**Exercise description:** Could you carry on the excerpt about the Lambda Security Track modules and test results from where it stops?

**Selected excerpt:**
Attack (Lambda Security Track)

Module	Purpose
TaskRouter	Classify defense vs red-team tasks
AttackExecutor	5 scenarios, 4 stages, INJECTION/DIRECT modes
RedTeamEngine	Plan/judge with 7 attack strategies
VulnAnalyzer	22+ payload templates + encoding bypass
ThreatModeler	Crescendo, Persona, Authority, Tool, Sawtooth, Output, Context Overflow
SecurityAuditor	Evidence-based success detection + Lambda JSON

RAG Knowledge Base (377 chunks)

Pre-loaded domain knowledge for benchmark compliance:

Ethics (75 chunks): Kant, Mill, Rawls, care ethics, AI ethics
Regulatory (80 chunks): HIPAA, GDPR, KYC/AML, social engineering
Cultural (120 chunks): 20 cultures, business etiquette, customs
Medical (52 chunks): DIPG, pediatric oncology, palliative care
Safe categories (50 chunks): Fiction, security research, gaming, education

Test Results

Total:    1818 passed, 0 failed, 17 xfail
FP rate:  0% (309 false positive tests + 30 utility tests)

Recorded data:
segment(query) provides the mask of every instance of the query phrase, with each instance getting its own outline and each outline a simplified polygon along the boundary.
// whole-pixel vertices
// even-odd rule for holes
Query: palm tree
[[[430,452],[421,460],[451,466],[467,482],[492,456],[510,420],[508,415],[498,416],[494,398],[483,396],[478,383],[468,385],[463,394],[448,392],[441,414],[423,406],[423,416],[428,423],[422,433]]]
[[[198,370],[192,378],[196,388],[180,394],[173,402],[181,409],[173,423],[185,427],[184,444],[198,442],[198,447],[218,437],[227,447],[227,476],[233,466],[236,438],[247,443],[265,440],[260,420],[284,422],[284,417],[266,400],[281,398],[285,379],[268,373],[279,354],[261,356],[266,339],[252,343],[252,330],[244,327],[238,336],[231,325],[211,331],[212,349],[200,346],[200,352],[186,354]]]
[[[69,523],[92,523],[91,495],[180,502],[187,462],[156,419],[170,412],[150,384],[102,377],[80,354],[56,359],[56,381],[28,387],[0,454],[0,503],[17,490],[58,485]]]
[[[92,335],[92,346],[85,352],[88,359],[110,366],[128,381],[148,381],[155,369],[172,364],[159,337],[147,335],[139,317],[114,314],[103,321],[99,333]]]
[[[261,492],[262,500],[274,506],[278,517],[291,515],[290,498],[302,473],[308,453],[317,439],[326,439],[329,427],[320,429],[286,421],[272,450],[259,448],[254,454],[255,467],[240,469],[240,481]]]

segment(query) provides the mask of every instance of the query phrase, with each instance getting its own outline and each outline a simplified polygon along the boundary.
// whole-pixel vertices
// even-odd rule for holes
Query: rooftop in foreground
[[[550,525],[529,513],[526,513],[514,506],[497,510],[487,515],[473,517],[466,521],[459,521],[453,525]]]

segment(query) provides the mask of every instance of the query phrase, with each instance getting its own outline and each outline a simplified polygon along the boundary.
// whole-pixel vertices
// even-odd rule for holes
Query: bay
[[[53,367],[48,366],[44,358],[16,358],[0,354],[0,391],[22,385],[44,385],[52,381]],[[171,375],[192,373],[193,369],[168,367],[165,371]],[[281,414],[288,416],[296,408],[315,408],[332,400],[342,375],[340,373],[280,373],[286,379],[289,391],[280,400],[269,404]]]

**Result:**
External Benchmark Results (enable_llm=False)

Benchmark	N	Detection	FP
AdvBench (harmful behaviors)	520	73.7%	N/A
OpenAgentSafety (enterprise)	372	94.6%	N/A
Internal FP suite	309	N/A	0%

Note: Detection rates are without LLM (local layers only). With L3a LLM cascade, estimated 90%+.

Benchmark Format Compliance

Supports output formats for 8 AgentBeats benchmarks:

CIRISBench — First word: ethical/unethical/reasonable/unreasonable
PersonaGym — Stay in character, never say "I'm an AI"
AgentHarm — Balance safety (don't over-refuse) with utility
DIPG-Safety — JSON: {analysis, proof, final}
Ethics-Bench — Proactive risk identification
A2-Bench — HIPAA/GDPR citation
PRISM-Bench — Cultural sensitivity, no Western bias
Bayesian Truthfulness — Epistemic humility

Running Tests

pip install -e ".[a2a,pytorch]" && pip install pytest
python -m pytest tests/ -q -p no:capture

Project Structure

src/agent_shield/
  __init__.py          # Library API (check, check_tool)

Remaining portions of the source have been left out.